At the heart of SDN architecture lies the SDN controller (SDNc). Logically positioned between network elements (NEs) and SDN applications (SDN apps), the SDNc provides an interface between the two. Its centralized position enables it to provide other SDN components with a global overview of what is happening in the network; it can configure NEs on the fly and determine the best path for traffic. The SDNc and the shift to centralized control set SDN architecture apart from traditional networks – in which control is distributed. Unfortunately, the centralized position of the SDNc makes it a primary surface for attack.
For the purposes of this article, we limited the scope of our study into the vulnerabilities of SDN to the single controller use case (with one controller governing the data plane), even though SDN architecture allows for several. Our discussion covers the SDN elements and their interactions in the single controller case, as well as the interactions between the SDNc and the management plane.
As defined by ONF1, a logically centralized control plane makes it possible to maintain a network-wide view of resources, which can then be exposed to the application layer. To provide such a centralized architecture, SDN uses one or more NEs that interface with the SDNc. The benefit of building networks in this way is simplified network management, and improved agility.

CHALLENGES →
1. Condense the paragraph of the SDN controller passage that opens "At the heart of SDN architecture" into a short bulleted list that keeps its main facts.
2. Extend the SDN controller passage with a further paragraph that picks up after its final sentence.

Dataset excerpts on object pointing
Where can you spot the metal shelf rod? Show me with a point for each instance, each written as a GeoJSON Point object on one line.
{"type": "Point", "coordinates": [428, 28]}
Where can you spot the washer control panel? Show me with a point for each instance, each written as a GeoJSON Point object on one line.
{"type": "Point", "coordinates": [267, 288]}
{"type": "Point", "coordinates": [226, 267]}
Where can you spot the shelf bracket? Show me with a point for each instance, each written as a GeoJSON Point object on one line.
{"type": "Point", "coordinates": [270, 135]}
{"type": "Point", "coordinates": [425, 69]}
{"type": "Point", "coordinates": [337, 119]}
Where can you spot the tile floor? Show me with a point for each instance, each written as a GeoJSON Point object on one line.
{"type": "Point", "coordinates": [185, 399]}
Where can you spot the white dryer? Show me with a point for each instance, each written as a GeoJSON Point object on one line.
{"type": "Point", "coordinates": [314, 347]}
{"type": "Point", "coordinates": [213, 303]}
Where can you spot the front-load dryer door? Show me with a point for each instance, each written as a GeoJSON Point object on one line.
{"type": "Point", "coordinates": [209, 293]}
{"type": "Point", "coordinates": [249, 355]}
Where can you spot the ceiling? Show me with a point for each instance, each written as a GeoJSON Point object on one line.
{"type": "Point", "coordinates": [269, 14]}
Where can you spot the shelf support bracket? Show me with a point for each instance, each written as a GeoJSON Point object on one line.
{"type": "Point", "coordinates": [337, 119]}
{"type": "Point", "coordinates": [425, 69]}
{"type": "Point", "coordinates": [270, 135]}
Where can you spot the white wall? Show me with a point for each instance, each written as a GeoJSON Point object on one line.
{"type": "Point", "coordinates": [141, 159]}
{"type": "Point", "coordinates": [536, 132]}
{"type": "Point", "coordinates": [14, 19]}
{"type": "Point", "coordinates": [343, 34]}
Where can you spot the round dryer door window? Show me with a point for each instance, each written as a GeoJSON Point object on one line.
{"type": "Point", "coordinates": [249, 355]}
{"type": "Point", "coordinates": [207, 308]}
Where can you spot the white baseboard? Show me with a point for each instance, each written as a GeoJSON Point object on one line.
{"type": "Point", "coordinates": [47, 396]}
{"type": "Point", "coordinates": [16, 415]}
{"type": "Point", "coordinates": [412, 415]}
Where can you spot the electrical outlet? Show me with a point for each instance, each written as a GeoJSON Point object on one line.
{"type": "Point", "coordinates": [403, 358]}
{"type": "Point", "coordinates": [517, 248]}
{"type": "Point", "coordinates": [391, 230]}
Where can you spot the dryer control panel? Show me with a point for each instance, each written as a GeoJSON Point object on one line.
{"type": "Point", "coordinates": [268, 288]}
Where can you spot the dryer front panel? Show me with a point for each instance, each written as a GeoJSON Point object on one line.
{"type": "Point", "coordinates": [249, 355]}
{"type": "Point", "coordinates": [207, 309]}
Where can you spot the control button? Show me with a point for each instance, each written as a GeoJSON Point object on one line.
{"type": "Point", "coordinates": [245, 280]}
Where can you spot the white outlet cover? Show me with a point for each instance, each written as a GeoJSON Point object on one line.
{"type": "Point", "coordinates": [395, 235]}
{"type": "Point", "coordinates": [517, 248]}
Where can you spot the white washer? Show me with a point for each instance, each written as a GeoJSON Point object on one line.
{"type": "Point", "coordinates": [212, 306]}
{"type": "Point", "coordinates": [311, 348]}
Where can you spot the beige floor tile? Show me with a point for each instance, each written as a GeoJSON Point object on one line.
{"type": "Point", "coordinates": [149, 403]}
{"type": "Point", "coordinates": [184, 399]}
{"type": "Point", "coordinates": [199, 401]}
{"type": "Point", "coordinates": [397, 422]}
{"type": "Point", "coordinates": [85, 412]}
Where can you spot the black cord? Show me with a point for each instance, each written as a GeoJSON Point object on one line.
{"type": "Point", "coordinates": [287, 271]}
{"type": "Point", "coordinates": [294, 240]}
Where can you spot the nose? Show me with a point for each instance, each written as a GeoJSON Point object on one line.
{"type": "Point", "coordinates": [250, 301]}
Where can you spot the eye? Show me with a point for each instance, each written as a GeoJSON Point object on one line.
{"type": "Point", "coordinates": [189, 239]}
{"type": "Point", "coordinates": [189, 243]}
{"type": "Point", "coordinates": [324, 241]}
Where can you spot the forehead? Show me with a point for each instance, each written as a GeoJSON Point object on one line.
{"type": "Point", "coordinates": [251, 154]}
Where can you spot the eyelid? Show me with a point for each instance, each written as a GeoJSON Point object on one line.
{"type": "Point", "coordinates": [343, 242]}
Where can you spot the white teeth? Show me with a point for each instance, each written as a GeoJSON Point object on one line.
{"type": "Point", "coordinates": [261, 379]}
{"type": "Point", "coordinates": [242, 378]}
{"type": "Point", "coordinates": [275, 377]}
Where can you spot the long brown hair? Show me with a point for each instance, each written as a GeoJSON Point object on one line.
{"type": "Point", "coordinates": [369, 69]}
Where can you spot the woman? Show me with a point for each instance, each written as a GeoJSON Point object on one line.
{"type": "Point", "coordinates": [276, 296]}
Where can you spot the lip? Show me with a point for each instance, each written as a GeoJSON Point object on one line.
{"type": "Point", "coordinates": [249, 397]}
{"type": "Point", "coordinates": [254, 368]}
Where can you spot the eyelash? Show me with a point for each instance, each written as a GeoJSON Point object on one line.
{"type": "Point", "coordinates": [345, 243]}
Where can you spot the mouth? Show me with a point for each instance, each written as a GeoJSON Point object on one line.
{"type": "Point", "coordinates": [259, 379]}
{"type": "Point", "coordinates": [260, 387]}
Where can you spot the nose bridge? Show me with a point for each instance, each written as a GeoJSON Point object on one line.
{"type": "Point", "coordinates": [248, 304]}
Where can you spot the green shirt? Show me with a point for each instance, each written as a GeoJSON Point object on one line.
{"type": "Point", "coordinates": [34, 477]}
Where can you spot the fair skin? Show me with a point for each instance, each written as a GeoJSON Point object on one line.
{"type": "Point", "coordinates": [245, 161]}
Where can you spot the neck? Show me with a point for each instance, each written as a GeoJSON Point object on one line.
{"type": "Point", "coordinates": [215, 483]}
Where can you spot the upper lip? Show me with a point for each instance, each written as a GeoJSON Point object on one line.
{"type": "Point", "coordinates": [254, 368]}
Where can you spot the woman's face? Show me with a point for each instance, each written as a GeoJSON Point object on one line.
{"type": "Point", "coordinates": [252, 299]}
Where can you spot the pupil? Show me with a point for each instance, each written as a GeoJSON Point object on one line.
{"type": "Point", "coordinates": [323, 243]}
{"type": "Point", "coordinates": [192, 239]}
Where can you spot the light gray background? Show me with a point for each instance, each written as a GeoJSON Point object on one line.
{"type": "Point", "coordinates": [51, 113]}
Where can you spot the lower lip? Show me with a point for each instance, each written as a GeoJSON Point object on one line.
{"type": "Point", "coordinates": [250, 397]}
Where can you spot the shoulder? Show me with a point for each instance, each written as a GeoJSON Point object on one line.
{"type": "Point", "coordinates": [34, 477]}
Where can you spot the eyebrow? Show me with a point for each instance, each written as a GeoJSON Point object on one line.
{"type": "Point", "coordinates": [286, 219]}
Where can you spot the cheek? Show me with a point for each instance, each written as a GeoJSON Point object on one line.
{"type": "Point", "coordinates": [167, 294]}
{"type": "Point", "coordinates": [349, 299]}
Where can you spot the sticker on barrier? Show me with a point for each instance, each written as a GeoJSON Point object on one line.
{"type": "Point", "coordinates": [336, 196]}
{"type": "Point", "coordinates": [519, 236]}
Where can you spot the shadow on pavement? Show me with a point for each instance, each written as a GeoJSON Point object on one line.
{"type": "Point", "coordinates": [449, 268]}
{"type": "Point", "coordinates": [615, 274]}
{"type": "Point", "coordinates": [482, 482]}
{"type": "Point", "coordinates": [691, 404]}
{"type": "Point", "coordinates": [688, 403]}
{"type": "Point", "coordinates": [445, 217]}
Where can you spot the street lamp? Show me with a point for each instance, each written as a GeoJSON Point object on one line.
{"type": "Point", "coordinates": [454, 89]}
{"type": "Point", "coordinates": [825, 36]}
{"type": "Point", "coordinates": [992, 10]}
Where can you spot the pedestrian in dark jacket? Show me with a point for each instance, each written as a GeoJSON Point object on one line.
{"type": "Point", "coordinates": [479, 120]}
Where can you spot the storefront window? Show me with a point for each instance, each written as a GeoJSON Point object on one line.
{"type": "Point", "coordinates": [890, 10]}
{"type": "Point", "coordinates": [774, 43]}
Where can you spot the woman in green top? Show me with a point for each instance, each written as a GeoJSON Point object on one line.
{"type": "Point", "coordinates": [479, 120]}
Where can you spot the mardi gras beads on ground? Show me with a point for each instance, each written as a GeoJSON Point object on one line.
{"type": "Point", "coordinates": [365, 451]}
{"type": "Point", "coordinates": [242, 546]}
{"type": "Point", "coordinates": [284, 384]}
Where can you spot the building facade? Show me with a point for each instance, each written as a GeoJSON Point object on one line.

RESULTS FOR THE EXERCISE →
1.
- The SDN controller (SDNc) is the core of SDN architecture.
- It sits logically between network elements (NEs) and SDN applications and serves as the interface between them.
- From its central position, it gives other SDN components a global view of the network, configures NEs on the fly, and determines the best path for traffic.
- The SDNc and centralized control distinguish SDN from traditional networks, where control is distributed.
- That same central position makes the SDNc a primary target for attack.

2.
Benefits and vulnerabilities
SDN facilitates the integration of security appliances into networks, which can be implemented directly on top of the control plane, rather than being added as separate appliances or instantiated within multiple NEs. SDN’s centralized management approach enables events within the entire network to be collected and aggregated, The resulting broader, more coherent and more accurate image of the network’s status, makes security strategies both easier to enforce and to monitor.
The ability to implement security mechanisms directly on top of the controller or on steering traffic at run time (using legacy appliances when necessary) makes it possible to dynamically add taps and sensors at various places in the network – which makes for more effective network monitoring. With an accurate picture of its status, the network can more readily detect attacks, and the number of false positives reported can be reduced. In practice, if a tap indicates to the SDNc that a device is showing signs of being hijacked by a botnet, the SDNc can steer the potentially offending traffic to an ids for analysis and monitoring. If the traffic is deemed malicious by the ids, the SDNc can filter it and instruct the first-hop NE accordingly.
Its ability to facilitate the collection of network-status information as well as enabling automatic detection and resolution of any breach in security, makes SDN ideal for integration into network threat intelligence centers and Service Operation Centers (SOCs). Unfortunately, the rich feature set of SDN also provides a larger attack surface compared with traditional networks – an issue documented in a number of recently published research papers2.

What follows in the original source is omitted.